(Text for analysis)
David Zapletal

Computer Simulation of the Anisotropy of Fluorescence in Ring Molecular Systems: Tangential vs. Radial Dipole Arrangement

Time dependence of the anisotropy of fluorescence in recently discovered cyclic antenna units of the BChl photosystem is modeled. Interaction with a bath and a static disorder here modeled as uncorrelated Gaussian disorder in the transfer integrals is taken into account. Parallel computer enviroment is used because one is forced to recalculate every physical quantity for several thousands of different realizations of disorder. Results for the ring LH4 with radial optical transition dipole arrangement are compared with those for the ring LH2 with the tangential one. The difference between LH2 and LH4 results for the static disorder in transfer integrals has an opposite sign in comparison with that one for the static disorder in local energies. Equivalent differences are shifted to a smaller times for the stronger interaction with a bath.

(Source material)
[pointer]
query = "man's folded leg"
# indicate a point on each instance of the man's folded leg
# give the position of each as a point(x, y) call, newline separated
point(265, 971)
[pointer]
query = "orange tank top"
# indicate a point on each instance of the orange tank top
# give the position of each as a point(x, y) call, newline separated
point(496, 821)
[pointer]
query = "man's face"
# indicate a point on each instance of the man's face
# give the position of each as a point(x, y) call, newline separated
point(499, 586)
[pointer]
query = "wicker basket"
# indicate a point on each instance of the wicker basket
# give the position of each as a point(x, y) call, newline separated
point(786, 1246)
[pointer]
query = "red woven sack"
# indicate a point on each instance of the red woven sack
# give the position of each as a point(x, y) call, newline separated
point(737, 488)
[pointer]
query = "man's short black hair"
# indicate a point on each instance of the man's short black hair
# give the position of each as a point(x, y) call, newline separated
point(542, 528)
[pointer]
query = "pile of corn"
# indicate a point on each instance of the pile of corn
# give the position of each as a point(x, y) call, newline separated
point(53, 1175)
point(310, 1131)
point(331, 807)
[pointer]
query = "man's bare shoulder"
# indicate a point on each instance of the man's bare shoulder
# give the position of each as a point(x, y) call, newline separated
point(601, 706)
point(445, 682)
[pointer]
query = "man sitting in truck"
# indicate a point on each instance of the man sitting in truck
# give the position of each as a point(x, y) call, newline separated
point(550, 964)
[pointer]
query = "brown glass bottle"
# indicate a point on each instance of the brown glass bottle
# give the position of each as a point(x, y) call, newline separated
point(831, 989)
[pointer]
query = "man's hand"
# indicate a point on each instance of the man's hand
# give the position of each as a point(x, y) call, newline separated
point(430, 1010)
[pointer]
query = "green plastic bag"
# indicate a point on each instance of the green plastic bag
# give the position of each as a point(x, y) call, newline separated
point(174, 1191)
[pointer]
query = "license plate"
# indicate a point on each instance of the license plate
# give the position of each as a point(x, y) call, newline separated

(Description of the task)
Copy out, word for word, the entire abstract above on simulating fluorescence anisotropy in ring molecular systems.

(Task output)
David Zapletal

Computer Simulation of the Anisotropy of Fluorescence in Ring Molecular Systems: Tangential vs. Radial Dipole Arrangement

Time dependence of the anisotropy of fluorescence in recently discovered cyclic antenna units of the BChl photosystem is modeled. Interaction with a bath and a static disorder here modeled as uncorrelated Gaussian disorder in the transfer integrals is taken into account. Parallel computer enviroment is used because one is forced to recalculate every physical quantity for several thousands of different realizations of disorder. Results for the ring LH4 with radial optical transition dipole arrangement are compared with those for the ring LH2 with the tangential one. The difference between LH2 and LH4 results for the static disorder in transfer integrals has an opposite sign in comparison with that one for the static disorder in local energies. Equivalent differences are shifted to a smaller times for the stronger interaction with a bath.